===== SELECTED EXTRACT =====

Are we not men? We are—well, ask Bigfoot, as Brooks does in this delightful yarn, following on his bestseller World War Z(2006).

A zombie apocalypse is one thing. A volcanic eruption is quite another, for, as the journalist who does a framing voice-over narration for Brooks’ latest puts it, when Mount Rainier popped its cork, “it was the psychological aspect, the hyperbole-fueled hysteria that had ended up killing the most people.” Maybe, but the sasquatches whom the volcano displaced contributed to the statistics, too, if only out of self-defense. Brooks places the epicenter of the Bigfoot war in a high-tech hideaway populated by the kind of people you might find in a Jurassic Park franchise: the schmo who doesn’t know how to do much of anything but tries anyway, the well-intentioned bleeding heart, the know-it-all intellectual who turns out to know the wrong things, the immigrant with a tough backstory and an instinct for survival. Indeed, the novel does double duty as a survival manual, packed full of good advice—for instance, try not to get wounded, for “injury turns you from a giver to a taker. Taking up our resources, our time to care for you.” Brooks presents a case for making room for Bigfoot in the world while peppering his narrative with timely social criticism about bad behavior on the human side of the conflict: The explosion of Rainier might have been better forecast had the president not slashed the budget of the U.S. Geological Survey, leading to “immediate suspension of the National Volcano Early Warning System,” and there’s always someone around looking to monetize the natural disaster and the sasquatch-y onslaught that follows. Brooks is a pro at building suspense even if it plays out in some rather spectacularly yucky episodes, one involving a short spear that takes its name from “the sucking sound of pulling it out of the dead man’s heart and lungs.” Grossness aside, it puts you right there on the scene.

=====

### [GIVEN TASK A]
In the Bigfoot review, whose budget did the president slash?
The Bigfoot review and the entries come from unrelated sources.

===== ENTRIES SUPPLIED =====

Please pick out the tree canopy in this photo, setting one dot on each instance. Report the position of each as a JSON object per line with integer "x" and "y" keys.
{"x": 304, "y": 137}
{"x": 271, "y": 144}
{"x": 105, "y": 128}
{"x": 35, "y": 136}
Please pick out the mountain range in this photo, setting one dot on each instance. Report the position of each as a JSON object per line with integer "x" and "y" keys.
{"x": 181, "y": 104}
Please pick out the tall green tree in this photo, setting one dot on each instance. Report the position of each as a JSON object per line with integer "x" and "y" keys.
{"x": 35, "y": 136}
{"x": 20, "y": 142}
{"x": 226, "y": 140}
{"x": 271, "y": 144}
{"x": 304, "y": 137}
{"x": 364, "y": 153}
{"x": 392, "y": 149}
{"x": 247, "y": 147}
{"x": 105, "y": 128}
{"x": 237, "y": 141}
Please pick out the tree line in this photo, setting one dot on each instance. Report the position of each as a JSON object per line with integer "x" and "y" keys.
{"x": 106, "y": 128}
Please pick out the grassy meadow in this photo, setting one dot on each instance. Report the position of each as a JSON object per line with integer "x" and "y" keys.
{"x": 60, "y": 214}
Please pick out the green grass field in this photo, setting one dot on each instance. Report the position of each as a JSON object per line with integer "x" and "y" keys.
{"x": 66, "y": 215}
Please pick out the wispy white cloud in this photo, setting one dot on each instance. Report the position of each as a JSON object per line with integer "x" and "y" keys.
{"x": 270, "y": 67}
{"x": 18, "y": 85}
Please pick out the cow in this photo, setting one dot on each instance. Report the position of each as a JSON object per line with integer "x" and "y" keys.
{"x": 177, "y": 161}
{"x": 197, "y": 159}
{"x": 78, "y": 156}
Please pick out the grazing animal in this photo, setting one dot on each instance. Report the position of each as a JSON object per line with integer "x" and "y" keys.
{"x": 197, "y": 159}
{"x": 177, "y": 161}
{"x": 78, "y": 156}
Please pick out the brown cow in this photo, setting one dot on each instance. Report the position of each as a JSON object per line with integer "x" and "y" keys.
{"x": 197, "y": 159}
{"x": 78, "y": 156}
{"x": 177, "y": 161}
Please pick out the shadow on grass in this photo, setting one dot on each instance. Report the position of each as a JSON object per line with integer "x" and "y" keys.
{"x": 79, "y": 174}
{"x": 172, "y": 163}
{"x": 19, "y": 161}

=====
===== ENTRIES SUPPLIED =====

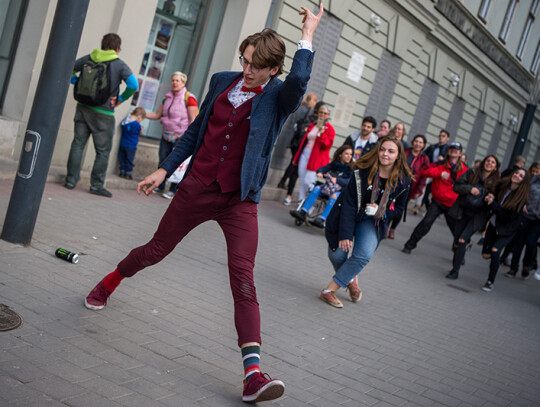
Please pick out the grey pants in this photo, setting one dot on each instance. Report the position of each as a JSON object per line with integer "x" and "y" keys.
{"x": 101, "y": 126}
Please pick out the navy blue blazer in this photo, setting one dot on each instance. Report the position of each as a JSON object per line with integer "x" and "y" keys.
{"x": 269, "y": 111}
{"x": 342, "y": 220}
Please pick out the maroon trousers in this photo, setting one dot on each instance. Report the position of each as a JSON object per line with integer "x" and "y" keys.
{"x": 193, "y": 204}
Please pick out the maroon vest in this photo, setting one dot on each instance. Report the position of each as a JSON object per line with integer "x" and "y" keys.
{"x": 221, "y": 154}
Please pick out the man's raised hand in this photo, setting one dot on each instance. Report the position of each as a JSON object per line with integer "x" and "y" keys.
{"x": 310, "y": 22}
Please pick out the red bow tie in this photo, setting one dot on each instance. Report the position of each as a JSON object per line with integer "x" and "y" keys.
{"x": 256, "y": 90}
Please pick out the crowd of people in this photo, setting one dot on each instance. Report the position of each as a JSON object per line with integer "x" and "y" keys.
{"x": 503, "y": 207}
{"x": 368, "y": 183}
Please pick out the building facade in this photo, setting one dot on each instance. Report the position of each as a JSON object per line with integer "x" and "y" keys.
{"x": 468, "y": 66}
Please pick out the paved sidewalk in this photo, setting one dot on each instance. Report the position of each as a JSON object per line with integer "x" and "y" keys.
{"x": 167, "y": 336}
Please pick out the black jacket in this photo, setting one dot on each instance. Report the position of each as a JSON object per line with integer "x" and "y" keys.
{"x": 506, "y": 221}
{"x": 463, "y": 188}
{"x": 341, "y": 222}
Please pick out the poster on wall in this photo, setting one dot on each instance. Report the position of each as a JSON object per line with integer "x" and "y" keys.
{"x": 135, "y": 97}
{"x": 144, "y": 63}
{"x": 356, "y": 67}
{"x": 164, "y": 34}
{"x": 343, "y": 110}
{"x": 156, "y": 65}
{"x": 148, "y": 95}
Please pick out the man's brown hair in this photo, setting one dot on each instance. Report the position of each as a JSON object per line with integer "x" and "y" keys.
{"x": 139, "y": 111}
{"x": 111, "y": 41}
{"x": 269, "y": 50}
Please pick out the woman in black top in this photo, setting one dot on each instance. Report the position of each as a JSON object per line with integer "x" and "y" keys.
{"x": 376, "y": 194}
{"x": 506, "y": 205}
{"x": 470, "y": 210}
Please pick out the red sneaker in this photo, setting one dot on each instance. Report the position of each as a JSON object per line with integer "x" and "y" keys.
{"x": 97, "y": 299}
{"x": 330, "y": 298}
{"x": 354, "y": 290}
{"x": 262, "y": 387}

=====
===== ENTRIES SUPPLIED =====

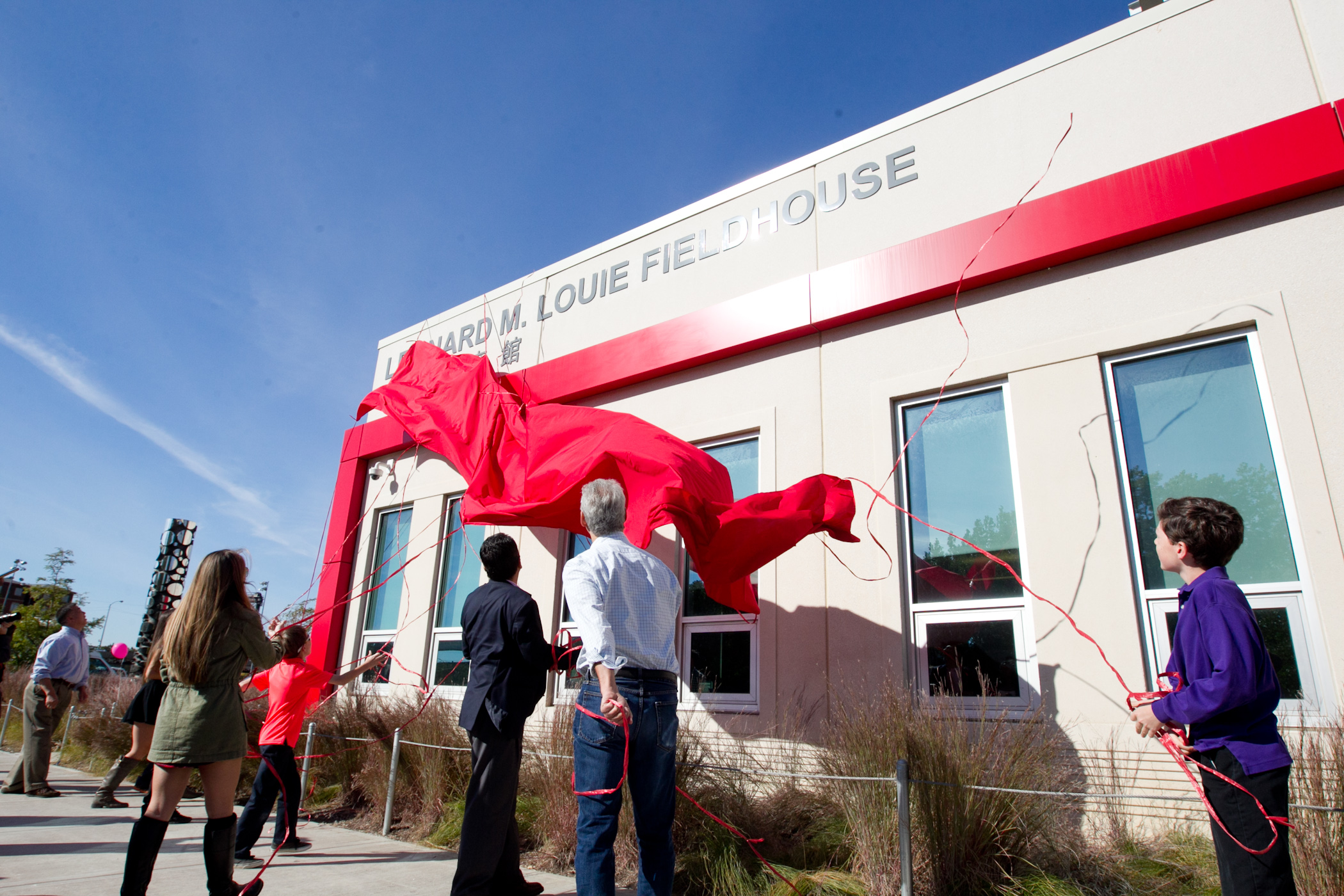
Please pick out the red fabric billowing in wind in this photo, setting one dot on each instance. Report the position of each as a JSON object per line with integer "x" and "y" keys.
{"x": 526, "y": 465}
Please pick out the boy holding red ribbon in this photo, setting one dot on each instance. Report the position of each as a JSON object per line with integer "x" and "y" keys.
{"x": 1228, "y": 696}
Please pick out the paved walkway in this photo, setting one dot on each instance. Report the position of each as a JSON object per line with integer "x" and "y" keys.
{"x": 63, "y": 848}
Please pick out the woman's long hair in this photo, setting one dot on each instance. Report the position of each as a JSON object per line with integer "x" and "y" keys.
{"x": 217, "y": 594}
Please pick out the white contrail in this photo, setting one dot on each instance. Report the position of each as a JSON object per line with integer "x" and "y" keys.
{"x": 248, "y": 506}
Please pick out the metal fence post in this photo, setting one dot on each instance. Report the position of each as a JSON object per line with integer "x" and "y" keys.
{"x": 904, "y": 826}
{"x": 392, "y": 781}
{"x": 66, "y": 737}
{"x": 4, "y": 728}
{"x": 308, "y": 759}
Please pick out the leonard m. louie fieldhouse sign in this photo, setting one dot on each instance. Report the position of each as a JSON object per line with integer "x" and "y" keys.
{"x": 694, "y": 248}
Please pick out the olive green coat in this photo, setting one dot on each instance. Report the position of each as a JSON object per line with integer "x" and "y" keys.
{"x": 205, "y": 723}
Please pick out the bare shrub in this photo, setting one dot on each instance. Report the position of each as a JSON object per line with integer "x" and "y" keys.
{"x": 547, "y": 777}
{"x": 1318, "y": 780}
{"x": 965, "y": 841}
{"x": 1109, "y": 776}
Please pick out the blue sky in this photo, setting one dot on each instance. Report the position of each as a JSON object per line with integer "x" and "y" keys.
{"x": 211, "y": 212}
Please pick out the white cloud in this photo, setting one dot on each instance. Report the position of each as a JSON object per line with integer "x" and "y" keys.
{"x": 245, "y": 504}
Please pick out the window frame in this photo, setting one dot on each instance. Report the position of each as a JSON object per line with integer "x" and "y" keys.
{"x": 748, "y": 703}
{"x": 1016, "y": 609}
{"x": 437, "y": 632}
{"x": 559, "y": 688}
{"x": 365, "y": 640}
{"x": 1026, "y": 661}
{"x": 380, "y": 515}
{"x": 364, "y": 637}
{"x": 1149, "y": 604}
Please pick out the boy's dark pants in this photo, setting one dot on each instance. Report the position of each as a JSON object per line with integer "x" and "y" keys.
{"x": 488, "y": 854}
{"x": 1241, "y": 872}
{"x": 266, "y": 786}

=====

### [GIVEN TASK B]
Return each line of the entries that contains the word "white".

### [WORKED ANSWER A]
The U.S. Geological Survey's.

### [WORKED ANSWER B]
Please pick out the wispy white cloud in this photo, setting one dot on each instance. Report the position of each as a JSON object per line with integer "x" and "y" keys.
Please pick out the white contrail in this photo, setting one dot on each instance. Report the position of each as a JSON object per line with integer "x" and "y" keys.
Please pick out the white cloud in this photo, setting one dot on each instance. Report the position of each as a JSON object per line with integer "x" and "y" keys.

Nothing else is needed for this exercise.